Copy out the article about the Denver Broncos cutting down to a 53-man roster in full, word for word.

◆ **SELECTED EXTRACT**
>> BEGIN

The Denver Broncos are coming off a turbulent couple of days which saw the team brass have to make dozens of difficult personnel decisions on the way to constructing a 53-man roster. It's that time on the NFL calendar that GMs and coaches alike dread.
"For me personally, this is the toughest time of year to go through this, and really for our entire building and anyone who touches these players," Broncos GM George Paton said Tuesday. "They’re not just players to us. For the scouts, we’ve been to their colleges, and we’ve gotten to know their families. For everyone in the building, we get to know the day-to-day, so it’s a tough day."
Alas, it's the nature of the business. It doesn't mean anyone has to like it, though.
As the Broncos cut north of 25 players, the team's strategy was to hopefully sneak a slight majority of them onto the practice squad. New NFL rules allow up to 16 players on the squad but the caveat is this: when a team waives a player, he has to pass through the NFL waiver wire unclaimed before being re-signed to the practice squad.
Right now, the Broncos have 14 players re-signed to the practice squad and every single one of them was on the 80-man roster Monday morning. That two-player deficit? Well, it turns out that sometimes, when you gamble, you lose.
Among the players Denver cut and hoped to re-sign to the practice squad, two of them were claimed by outside teams, one of which was relatively close to home. The Los Angeles Chargers claimed safety Trey Marshall and the Carolina Panthers claimed running back Royce Freeman.

>> END

Records of labeled boxes:
>> BEGIN

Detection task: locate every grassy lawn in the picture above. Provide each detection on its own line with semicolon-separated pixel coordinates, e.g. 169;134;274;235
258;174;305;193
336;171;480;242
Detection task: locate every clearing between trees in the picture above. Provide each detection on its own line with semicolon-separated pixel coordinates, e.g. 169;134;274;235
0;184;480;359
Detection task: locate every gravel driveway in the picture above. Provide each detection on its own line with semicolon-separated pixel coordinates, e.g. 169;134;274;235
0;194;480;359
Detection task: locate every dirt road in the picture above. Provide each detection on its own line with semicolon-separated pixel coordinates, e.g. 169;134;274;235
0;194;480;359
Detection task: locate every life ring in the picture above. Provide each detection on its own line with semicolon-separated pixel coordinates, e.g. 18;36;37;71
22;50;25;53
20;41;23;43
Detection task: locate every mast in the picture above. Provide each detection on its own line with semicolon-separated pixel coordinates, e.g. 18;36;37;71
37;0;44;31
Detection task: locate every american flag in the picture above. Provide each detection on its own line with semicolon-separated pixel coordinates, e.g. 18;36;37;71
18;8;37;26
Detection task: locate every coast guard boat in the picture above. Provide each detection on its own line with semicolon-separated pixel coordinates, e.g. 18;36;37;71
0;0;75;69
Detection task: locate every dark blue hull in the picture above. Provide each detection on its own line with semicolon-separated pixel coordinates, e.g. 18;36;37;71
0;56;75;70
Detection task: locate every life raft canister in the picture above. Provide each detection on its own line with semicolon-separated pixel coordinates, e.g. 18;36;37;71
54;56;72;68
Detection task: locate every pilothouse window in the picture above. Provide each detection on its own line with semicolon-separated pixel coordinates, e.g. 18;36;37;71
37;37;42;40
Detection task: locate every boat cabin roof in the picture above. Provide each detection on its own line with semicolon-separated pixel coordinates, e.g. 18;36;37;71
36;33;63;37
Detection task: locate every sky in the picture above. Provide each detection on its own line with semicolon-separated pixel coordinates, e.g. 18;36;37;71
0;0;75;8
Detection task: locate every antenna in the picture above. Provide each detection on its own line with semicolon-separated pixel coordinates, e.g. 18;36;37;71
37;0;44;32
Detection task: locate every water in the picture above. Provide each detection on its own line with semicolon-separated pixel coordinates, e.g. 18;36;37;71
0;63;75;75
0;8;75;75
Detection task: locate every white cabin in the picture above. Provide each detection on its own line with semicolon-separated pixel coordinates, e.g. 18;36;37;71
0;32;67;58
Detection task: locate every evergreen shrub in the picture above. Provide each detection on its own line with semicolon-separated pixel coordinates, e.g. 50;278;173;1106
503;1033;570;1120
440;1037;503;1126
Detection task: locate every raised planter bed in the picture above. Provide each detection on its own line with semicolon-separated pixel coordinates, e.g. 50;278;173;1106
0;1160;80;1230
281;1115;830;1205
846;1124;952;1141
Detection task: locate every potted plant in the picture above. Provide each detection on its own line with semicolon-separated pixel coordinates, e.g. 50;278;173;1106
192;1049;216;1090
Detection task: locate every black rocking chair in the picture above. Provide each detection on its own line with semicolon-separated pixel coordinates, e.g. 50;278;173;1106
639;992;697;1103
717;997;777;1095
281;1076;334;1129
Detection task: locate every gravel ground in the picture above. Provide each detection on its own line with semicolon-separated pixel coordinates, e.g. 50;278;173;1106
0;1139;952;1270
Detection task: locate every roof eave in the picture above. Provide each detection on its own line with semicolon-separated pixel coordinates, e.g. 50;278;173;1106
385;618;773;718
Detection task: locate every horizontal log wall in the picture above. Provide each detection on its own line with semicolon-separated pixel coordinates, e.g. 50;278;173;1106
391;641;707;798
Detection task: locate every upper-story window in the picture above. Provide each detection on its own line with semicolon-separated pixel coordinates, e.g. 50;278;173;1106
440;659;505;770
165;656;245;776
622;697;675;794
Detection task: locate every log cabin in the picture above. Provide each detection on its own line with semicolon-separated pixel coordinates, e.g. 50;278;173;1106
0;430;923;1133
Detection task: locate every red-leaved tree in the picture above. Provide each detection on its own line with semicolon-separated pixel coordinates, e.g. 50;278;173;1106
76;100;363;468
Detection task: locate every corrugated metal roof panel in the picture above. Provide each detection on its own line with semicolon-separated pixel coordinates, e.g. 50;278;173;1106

>> END

◆ **OUTPUT**
The Denver Broncos are coming off a turbulent couple of days which saw the team brass have to make dozens of difficult personnel decisions on the way to constructing a 53-man roster. It's that time on the NFL calendar that GMs and coaches alike dread.
"For me personally, this is the toughest time of year to go through this, and really for our entire building and anyone who touches these players," Broncos GM George Paton said Tuesday. "They’re not just players to us. For the scouts, we’ve been to their colleges, and we’ve gotten to know their families. For everyone in the building, we get to know the day-to-day, so it’s a tough day."
Alas, it's the nature of the business. It doesn't mean anyone has to like it, though.
As the Broncos cut north of 25 players, the team's strategy was to hopefully sneak a slight majority of them onto the practice squad. New NFL rules allow up to 16 players on the squad but the caveat is this: when a team waives a player, he has to pass through the NFL waiver wire unclaimed before being re-signed to the practice squad.
Right now, the Broncos have 14 players re-signed to the practice squad and every single one of them was on the 80-man roster Monday morning. That two-player deficit? Well, it turns out that sometimes, when you gamble, you lose.
Among the players Denver cut and hoped to re-sign to the practice squad, two of them were claimed by outside teams, one of which was relatively close to home. The Los Angeles Chargers claimed safety Trey Marshall and the Carolina Panthers claimed running back Royce Freeman.